Directive: Show each line of the material that contains the string "white". Only lines that match its capitalization count.

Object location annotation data

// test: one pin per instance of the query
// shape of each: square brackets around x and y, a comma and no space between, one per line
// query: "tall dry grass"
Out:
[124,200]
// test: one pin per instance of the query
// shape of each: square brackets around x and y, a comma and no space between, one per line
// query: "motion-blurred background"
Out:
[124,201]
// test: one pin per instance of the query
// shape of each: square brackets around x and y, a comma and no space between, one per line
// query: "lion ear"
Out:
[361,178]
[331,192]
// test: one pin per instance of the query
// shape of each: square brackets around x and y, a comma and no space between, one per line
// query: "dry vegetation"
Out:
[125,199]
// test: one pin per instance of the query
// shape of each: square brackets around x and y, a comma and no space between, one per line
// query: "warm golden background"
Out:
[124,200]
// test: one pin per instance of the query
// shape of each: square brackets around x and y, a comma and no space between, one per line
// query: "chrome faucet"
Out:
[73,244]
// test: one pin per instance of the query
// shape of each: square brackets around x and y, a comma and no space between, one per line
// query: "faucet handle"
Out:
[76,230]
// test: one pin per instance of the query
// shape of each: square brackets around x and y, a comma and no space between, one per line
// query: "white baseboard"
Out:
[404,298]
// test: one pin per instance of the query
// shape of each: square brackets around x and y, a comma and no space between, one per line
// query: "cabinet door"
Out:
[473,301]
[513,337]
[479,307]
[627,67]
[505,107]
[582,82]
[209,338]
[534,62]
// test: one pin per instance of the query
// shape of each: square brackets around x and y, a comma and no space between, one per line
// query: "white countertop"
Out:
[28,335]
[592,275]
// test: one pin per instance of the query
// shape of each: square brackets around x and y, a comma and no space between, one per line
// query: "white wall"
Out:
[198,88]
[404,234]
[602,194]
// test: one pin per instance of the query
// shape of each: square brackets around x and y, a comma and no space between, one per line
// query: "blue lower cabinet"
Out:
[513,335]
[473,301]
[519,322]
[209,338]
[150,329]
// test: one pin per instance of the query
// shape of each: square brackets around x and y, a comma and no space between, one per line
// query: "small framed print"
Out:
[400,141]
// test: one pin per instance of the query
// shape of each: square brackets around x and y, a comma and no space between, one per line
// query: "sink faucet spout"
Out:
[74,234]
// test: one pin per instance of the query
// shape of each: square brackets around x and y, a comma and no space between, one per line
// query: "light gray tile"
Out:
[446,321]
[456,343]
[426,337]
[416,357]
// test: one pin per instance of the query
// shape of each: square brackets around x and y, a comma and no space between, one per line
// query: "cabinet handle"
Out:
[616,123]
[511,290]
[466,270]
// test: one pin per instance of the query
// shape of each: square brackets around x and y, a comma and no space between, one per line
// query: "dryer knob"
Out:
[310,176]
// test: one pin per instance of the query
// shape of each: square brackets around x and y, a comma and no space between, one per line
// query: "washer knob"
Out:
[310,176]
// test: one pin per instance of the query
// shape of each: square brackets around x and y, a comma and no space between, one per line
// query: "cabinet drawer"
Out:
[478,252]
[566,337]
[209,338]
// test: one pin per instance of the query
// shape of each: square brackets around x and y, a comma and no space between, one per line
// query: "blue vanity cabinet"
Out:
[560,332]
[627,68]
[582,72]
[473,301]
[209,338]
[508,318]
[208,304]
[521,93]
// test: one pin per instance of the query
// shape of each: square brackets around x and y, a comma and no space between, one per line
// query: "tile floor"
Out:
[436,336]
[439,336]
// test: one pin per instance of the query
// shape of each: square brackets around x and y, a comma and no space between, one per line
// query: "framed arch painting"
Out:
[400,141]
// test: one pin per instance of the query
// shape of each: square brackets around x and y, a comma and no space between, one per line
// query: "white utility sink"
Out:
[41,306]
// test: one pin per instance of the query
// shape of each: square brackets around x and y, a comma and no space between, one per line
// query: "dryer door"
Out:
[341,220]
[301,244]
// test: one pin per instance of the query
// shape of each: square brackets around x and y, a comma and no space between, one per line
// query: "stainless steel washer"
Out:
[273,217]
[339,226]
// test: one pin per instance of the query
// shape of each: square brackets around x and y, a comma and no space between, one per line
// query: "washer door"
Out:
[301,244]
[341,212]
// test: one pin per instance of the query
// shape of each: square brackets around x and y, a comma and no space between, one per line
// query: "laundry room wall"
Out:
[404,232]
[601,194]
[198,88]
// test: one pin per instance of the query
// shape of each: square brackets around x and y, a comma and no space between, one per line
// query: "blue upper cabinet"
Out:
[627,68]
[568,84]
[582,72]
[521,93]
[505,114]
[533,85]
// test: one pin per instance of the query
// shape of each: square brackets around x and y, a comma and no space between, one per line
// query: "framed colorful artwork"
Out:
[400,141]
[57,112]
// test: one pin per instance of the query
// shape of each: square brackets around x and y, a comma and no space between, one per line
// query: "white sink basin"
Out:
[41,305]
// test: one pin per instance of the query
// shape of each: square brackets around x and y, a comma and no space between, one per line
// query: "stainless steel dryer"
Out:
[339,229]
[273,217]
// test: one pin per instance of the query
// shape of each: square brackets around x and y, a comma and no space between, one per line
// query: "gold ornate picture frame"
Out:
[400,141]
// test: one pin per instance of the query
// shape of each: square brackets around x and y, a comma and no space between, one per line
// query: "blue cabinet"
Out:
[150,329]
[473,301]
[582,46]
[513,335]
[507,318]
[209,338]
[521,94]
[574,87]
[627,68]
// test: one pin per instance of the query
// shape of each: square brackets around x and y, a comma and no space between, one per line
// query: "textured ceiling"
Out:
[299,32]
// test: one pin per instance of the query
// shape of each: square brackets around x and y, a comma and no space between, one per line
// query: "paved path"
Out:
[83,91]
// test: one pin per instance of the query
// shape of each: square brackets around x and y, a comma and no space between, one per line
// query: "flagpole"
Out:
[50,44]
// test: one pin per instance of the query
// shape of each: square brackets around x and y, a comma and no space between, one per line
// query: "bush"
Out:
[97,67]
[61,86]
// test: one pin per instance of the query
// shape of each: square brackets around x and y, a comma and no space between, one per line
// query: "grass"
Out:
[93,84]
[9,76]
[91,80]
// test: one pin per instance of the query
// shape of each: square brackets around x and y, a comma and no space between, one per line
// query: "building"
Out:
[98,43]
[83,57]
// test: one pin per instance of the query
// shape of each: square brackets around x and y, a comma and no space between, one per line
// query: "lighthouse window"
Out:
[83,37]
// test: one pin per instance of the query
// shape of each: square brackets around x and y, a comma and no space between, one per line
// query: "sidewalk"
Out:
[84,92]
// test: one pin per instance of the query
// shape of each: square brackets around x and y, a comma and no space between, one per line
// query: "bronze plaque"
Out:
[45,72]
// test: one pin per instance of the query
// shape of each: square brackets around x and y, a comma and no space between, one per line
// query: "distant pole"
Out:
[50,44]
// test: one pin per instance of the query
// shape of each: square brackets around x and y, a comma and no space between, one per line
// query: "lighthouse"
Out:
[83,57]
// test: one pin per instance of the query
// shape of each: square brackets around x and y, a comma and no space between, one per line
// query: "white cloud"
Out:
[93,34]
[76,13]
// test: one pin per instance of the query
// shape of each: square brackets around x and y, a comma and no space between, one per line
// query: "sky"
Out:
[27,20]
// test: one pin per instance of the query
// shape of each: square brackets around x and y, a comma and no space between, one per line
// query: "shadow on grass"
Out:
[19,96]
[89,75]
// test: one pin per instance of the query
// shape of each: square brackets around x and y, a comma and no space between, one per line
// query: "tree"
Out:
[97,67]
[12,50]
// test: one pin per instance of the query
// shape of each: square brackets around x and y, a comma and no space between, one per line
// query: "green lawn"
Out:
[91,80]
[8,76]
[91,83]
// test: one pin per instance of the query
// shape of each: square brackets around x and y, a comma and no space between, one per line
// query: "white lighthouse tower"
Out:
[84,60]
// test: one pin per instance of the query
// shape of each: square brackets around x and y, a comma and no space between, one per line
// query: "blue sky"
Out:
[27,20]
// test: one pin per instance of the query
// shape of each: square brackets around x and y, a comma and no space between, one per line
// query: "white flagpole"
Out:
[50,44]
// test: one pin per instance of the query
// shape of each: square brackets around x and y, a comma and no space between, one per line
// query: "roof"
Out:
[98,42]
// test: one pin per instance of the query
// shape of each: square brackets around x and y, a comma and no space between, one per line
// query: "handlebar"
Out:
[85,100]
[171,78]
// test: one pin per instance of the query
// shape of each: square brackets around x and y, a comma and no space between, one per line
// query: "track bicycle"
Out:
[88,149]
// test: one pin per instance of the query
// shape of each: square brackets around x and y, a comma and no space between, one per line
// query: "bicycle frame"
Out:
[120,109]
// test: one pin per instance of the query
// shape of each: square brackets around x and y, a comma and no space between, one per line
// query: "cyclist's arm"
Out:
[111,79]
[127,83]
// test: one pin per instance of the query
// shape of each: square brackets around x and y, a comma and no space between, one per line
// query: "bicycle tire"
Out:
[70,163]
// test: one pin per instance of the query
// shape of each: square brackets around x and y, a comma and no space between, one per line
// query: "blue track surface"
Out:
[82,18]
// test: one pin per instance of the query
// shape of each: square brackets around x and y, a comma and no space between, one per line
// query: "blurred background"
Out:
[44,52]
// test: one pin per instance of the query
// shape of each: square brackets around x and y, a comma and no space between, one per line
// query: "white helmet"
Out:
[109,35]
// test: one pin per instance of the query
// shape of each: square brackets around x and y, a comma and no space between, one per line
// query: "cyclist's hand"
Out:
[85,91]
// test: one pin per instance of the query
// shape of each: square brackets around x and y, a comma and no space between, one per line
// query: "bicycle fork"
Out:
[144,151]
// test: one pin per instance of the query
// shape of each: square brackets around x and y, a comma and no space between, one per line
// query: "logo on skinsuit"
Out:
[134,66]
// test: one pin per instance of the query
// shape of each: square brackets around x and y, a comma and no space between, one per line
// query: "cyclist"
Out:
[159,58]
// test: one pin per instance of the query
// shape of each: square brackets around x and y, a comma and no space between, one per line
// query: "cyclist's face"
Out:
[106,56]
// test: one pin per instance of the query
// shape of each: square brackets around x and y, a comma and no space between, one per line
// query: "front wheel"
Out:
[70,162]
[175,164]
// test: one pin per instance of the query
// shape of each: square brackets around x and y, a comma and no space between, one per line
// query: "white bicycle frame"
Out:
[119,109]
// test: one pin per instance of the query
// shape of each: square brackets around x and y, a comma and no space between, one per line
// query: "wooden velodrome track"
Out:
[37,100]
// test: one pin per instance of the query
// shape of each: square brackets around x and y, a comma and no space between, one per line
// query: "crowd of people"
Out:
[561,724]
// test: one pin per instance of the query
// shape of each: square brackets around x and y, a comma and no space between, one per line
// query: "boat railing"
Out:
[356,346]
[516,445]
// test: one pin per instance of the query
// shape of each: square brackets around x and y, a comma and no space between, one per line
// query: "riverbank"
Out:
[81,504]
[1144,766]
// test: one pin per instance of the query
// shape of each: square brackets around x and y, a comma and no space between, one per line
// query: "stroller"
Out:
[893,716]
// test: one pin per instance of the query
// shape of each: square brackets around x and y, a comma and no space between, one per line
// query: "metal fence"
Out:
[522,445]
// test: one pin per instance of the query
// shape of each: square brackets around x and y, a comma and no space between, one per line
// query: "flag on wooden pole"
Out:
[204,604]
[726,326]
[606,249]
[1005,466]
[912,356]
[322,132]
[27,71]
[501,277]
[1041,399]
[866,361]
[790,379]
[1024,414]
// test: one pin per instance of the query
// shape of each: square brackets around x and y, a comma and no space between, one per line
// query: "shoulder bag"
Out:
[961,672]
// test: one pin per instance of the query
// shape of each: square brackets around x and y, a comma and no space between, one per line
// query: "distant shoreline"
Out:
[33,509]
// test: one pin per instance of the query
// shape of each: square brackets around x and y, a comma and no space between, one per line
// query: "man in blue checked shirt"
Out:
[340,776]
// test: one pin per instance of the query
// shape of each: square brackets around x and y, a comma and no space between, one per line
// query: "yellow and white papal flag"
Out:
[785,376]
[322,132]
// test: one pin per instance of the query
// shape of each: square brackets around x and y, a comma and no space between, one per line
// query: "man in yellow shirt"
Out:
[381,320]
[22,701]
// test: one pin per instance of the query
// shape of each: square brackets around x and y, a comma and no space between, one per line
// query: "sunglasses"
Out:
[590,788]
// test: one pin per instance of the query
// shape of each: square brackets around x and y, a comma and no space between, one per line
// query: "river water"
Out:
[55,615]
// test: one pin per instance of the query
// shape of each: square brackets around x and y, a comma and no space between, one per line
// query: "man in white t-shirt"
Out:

Result of the task:
// query: "white baseboard"
// query: "white countertop"
// query: "white wall"
// query: "white utility sink"
// query: "white sink basin"
// query: "white cloud"
// query: "white lighthouse tower"
// query: "white flagpole"
// query: "white helmet"
// query: "white bicycle frame"
// query: "yellow and white papal flag"
// query: "man in white t-shirt"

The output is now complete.